----- Extracted records

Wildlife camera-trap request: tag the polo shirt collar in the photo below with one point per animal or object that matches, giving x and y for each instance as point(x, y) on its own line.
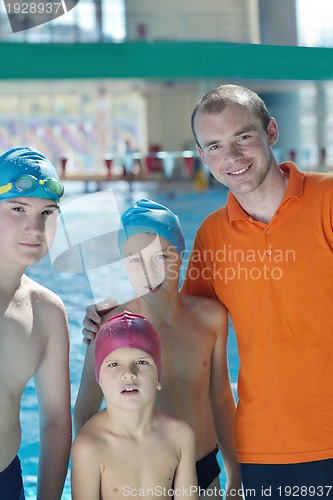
point(294, 190)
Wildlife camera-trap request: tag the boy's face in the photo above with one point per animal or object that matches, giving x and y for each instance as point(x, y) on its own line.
point(128, 377)
point(28, 227)
point(152, 264)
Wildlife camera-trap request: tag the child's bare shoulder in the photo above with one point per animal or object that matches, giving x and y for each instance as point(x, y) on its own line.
point(176, 427)
point(47, 305)
point(41, 294)
point(207, 310)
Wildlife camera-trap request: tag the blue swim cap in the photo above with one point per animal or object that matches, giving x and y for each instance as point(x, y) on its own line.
point(147, 216)
point(27, 172)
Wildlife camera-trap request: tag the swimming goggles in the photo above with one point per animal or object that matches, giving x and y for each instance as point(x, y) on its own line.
point(28, 183)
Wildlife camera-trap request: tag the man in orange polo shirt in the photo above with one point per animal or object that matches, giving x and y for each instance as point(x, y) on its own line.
point(267, 256)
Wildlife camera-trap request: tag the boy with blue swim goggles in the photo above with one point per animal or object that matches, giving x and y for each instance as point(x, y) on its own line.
point(27, 172)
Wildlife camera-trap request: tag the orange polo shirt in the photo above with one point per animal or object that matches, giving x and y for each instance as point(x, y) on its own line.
point(276, 281)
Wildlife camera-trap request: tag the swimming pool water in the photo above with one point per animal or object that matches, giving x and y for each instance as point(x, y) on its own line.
point(87, 215)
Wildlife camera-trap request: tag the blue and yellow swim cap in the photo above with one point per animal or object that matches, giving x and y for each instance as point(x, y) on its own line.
point(147, 216)
point(27, 172)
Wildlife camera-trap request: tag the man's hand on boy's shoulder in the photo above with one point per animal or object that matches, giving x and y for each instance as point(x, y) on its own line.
point(93, 318)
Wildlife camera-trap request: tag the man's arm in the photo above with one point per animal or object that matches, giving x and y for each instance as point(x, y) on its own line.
point(53, 392)
point(85, 471)
point(223, 403)
point(90, 396)
point(185, 481)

----------

◆ Work item: Without the pictures, retype all of the data above exactly.

◆ Response to the exercise:
Wildlife camera-trap request: tag the polo shirt collar in the photo below with one point per animal or object that matches, giving x and y for each instance as point(x, y) on its own line.
point(294, 190)
Wildlife camera-trap request: tag the boy's face in the photo above with one point per animal or object that matches, giving x and y for each instance as point(x, y) on its own line.
point(128, 377)
point(28, 227)
point(152, 264)
Wildlife camera-trap request: tag the child's bare shoulder in the photo above with one point per animal or object that matches, giving x and y for each instance as point(x, y) on its own line.
point(176, 427)
point(47, 305)
point(41, 294)
point(207, 310)
Wildlife camera-trap request: tag the blue swim cap in the photo above with one point per animal or object that matches, giving x and y for each instance as point(x, y) on its own line.
point(147, 216)
point(27, 172)
Wildlife camera-trap request: tag the swimming goggles in the photo above with one point per animal or object that matches, giving x and y for each instance as point(x, y) on its own line.
point(28, 183)
Wildlife camera-trap request: tag the man in orange polo shirt in the photo above with one point per animal or object that matches, giving x and y for each instance as point(x, y) on its own line.
point(267, 256)
Wildlife camera-trap request: tag the boy with blue swim goggles in the photo above with one point per animal or object that matches, giving x and y for each instance as point(x, y) on its own line.
point(27, 172)
Wildlife camera-trap request: tag the orange polo shirt in the photo above with one point per animal or object that matches, giving x and y for each instance as point(x, y) on its own line.
point(276, 281)
Wildlife camera-trap request: tag the swimming pool water in the photo above with one point per animal or object that matches, giving x and y for each instance as point(x, y) on its own line.
point(87, 215)
Wildlife camera-trap request: tag the blue and yellow swim cap in the photo above with one point per animal or object that matches, giving x and y for each instance as point(x, y) on its own line.
point(147, 216)
point(27, 172)
Wildlife camera-trap request: tag the man's hand on boy's shoulder in the photo above with one point per animal or object that matches, giving x and y for each instance as point(x, y) on its own line.
point(93, 318)
Wildlife camera-trap request: tag the man's arm in the photo above with one point per animal or object that matches, giving x and y for each instance as point(x, y) on its own line.
point(53, 392)
point(85, 471)
point(223, 403)
point(90, 396)
point(185, 481)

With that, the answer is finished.